IPCA asks USFDA to clarify on Hydroxychloroquine risk


MUMBAI: Mumbai-based IPCA, the largest active ingredient manufacturer of the hydroxychloroquine (HCQ) in the world, has requested the US Food and Drug Administration (USFDA) and the European Medicine Agency (EMA) to issue a clarification on their recent advisory on the use of this drug and its possible side effects. In the letter the company has asked the regulators to clarify the low risk of the drug in approved indication and dosage for patients of rheumatoid arthritis (RA) and lupus.

HCQ, besides being administered as an anti-malarial drug, is also used as a chronic therapy by patients suffering from auto immune diseases such as RA and Lupus. In the recent months the drug has been used in several countries including India and US in the treatment of critically ill Covid-19 patients.

A week ago, USFDA and EMA issued an advisory cautioning the use of HCQ or chloroquine for Covid-19 outside of the hospital setting or a clinical trial due to risk of heart rhythm problems. IPCA has requested the regulators to issue a clarification mentioning the risk with usual dosage in approved indications, citing studies that show risks only when the dosage is given higher or taken in combination with Azithromycin.

TO DO =>
A) In the news item on hydroxychloroquine, translate this sentence into Spanish: "In the recent months the drug has been used in several countries including India and US in the treatment of critically ill Covid-19 patients."
B) Write the next paragraph of the news item on IPCA and hydroxychloroquine, picking up after its final sentence.

EXTRACTED RECORDS =>
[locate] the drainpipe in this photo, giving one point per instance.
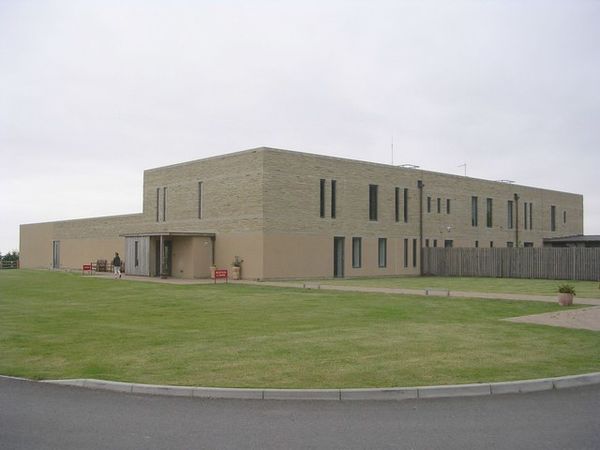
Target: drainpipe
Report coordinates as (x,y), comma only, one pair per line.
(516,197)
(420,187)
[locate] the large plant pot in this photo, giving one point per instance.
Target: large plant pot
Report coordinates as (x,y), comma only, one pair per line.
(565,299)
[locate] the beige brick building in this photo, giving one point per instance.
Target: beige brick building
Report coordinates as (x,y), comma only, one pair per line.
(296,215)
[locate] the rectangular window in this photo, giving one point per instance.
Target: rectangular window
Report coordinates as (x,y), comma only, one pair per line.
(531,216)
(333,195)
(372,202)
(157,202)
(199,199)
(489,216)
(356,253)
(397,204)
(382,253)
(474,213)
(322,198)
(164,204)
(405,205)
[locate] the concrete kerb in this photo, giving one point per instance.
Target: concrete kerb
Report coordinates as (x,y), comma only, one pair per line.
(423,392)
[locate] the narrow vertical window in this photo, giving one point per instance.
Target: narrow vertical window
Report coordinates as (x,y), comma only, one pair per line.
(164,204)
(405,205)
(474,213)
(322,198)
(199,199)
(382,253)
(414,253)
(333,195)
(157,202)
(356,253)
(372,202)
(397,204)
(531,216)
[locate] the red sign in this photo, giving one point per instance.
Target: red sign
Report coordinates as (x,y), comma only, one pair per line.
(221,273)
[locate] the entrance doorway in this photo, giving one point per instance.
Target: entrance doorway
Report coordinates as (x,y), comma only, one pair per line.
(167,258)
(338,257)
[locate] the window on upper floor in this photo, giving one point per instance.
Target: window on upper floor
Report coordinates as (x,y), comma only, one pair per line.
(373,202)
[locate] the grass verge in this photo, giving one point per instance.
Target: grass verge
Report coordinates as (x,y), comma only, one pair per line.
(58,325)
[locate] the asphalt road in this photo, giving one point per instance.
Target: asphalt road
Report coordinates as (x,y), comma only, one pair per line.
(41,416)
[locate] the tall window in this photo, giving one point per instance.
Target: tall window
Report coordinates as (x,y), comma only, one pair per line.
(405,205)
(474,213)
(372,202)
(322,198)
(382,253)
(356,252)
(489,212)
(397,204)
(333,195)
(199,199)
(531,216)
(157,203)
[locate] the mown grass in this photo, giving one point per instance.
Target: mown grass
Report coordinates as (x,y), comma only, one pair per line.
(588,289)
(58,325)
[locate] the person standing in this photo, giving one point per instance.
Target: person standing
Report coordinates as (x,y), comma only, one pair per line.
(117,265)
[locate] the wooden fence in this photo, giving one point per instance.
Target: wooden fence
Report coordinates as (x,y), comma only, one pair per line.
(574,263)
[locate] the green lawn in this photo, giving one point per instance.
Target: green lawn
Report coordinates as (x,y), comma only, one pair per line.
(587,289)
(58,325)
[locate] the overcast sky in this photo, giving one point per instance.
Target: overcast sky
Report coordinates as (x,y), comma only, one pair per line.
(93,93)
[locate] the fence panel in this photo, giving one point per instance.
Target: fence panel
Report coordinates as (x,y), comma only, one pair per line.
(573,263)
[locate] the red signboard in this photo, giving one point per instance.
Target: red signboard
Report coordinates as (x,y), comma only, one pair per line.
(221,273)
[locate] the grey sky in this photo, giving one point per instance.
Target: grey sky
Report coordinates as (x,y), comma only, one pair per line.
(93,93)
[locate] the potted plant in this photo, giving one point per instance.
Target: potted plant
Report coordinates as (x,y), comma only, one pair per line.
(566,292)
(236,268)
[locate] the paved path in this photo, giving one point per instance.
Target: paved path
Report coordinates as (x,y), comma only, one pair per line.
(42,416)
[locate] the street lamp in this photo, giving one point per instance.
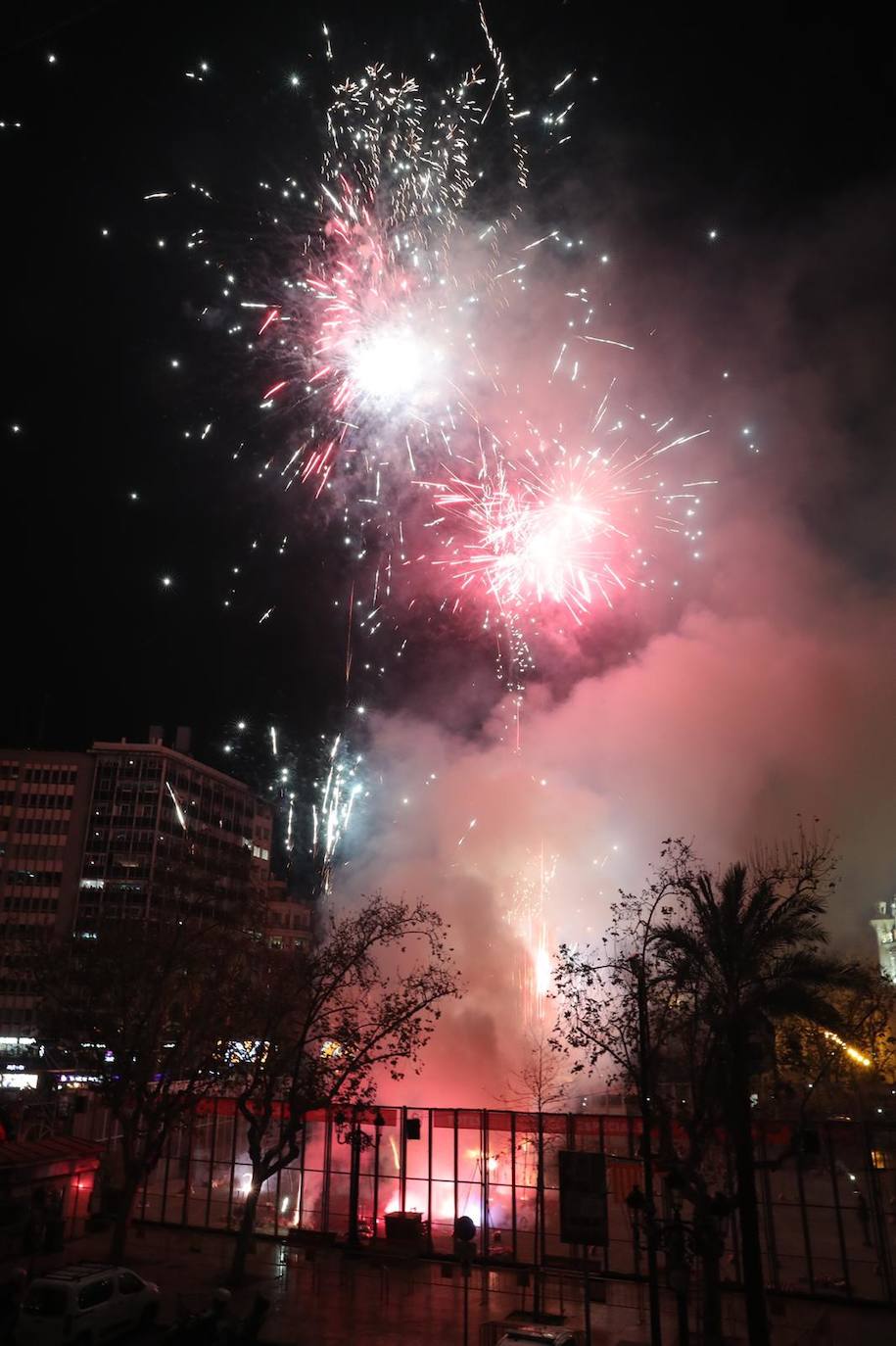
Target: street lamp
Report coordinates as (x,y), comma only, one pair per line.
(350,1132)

RESPONSES FOR EACH TASK =>
A) En los últimos meses, el fármaco se ha utilizado en varios países, entre ellos India y Estados Unidos, en el tratamiento de pacientes de Covid-19 en estado crítico.

B)
“HCQ was approved by USFDA in 1955 and marketed internationally for six decades. In India, the drug has been approved for RA in 2001, so we have enough safety data about this drug,” said Anil Parekh, medical director, IPCA.

As the debate about the safety issue of the drug has dragged on, it is patients of RA who seem to be spooked about its alleged adverse effects. Rheumatologists ET spoke to said that in the past few months they have been getting panic calls from their patients checking about the safety of the drug.

“I have been getting frequent calls from my patients who want to get their heart condition checked after reading safety reports of this drug”, Dr Chadrashekhar, who only uses one name, a Bengaluru-based rheumatologist told ET. “I have been prescribing this drug for the last two decades for RA patients and haven’t seen any adverse impact,” Chandrashekhar added.